==== Text ====

# What's your favorite chicken??



## Victoria (Dec 20, 2008)

I am looking into getting a few more hens, and thinking about Copper Marans that a lady on CL has for sale, but then I heard they are slow to mature!! Darn!! I am still considering the Marans, but would love some input on large breed chickens. I love my bantams, but am looking into selling the eggs, and really want larger eggs. 
Thanks for ideas, do's and don't!! :greengrin:


----------



## TinyHoovesRanch (Jan 16, 2010)

Im a Silkie girl LOL LOOOOOVE them so much!

Good luck in your chicky search


----------



## Hidden Waters Farm (Oct 3, 2010)

I had the cutest most sweet Bantam rooster, however he passed away yesterday and I know I will never be able to replace him :tears:.


----------



## mommaB (Oct 1, 2009)

Hmmmmm, thats a hard one? I LOVE all my different kinds. The breeds I picked are all very hardy and can withstand the winters here. They are also known to be AWESOME layers.

====

■ What the exercise asks:
Continue the forum thread about favorite chicken breeds from the point where it stops. The entries that come next are separate material and have no connection to the chicken thread.

==== Supplied material ====

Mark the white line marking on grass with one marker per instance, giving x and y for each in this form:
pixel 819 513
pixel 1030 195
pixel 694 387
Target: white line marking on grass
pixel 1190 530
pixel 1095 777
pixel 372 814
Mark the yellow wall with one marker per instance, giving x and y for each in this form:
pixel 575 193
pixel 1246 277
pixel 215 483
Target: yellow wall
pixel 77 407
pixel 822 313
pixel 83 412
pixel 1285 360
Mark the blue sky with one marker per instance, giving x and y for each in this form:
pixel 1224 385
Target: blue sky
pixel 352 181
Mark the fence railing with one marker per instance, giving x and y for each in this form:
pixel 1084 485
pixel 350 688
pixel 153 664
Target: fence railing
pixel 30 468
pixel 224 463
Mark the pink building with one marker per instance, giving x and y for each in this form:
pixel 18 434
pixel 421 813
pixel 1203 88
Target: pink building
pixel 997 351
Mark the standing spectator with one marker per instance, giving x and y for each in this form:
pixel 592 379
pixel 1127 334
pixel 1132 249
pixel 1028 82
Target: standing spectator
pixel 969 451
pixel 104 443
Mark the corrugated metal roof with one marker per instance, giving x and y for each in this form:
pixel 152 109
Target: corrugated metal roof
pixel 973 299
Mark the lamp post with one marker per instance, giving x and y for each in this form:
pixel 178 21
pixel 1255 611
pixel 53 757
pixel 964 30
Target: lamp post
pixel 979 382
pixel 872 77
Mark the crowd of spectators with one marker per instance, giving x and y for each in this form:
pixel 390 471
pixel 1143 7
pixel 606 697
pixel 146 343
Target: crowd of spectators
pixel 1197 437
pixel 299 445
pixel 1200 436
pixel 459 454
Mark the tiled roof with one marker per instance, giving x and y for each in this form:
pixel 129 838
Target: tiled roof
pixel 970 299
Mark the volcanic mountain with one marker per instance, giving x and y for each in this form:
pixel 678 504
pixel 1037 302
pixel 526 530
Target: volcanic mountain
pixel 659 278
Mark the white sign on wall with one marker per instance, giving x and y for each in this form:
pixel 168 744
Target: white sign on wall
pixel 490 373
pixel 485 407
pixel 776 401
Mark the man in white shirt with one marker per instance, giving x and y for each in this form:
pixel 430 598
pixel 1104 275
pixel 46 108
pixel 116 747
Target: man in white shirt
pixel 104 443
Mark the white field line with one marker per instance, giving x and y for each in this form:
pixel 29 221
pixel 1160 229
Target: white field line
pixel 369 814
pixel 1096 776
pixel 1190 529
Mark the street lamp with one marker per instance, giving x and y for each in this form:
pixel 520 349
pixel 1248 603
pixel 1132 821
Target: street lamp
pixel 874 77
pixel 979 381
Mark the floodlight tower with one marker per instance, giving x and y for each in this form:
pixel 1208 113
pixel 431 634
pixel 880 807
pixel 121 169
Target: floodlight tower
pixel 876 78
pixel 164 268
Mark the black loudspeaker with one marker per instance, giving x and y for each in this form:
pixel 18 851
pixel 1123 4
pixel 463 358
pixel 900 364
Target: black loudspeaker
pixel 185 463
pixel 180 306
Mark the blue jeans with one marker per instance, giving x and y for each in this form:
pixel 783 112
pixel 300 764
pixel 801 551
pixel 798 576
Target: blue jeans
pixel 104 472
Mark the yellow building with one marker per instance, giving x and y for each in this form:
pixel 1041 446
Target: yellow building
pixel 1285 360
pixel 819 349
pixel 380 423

====

■ Written answer:
First fav would have to be my Barred Rocks
Second would be Blasck Australorps
Third would be The Buff Orpingtons
Fourth the sexlinks both gold, and black
and last but not least, I LOVE my Polish Crested!!!

Not sure I really helped, but that is what I have and am VERY happy with them!


----------



## Victoria (Dec 20, 2008)

Yep, it all helps!! I do have two White Crested Black Polish hens, I don't expect them to lay till spring though...
I really love my Black Cochin (that's Queen Latifa) but she is awful broody!!


----------



## Myakkagoater (Apr 10, 2010)

1. Barred Rock
2. Buff orpington
3. Sexlinks
4. RIR

We have about 40 chickens now.. We get more eggs then we can possibly eat. About 15 per day. Keep a light on a timer in the winter helps with egg production. 


Tom


----------



## AlaskaBoers (May 7, 2008)

sexlinks - AWESOME layers, good foragers too
australorp- BeAuTiFuL !!! lol


----------



## Hush Hills Fainters (Oct 27, 2010)

I like cooked with a little garlic salt and pepper on a nice bed of fluffy white rice..and steamed veggies...hahahaha

Sorry couldn't help myself....

But I do live Tisie's Polish Crested (Curley) he is so beautiful and sweet


----------



## annamarie (Oct 17, 2010)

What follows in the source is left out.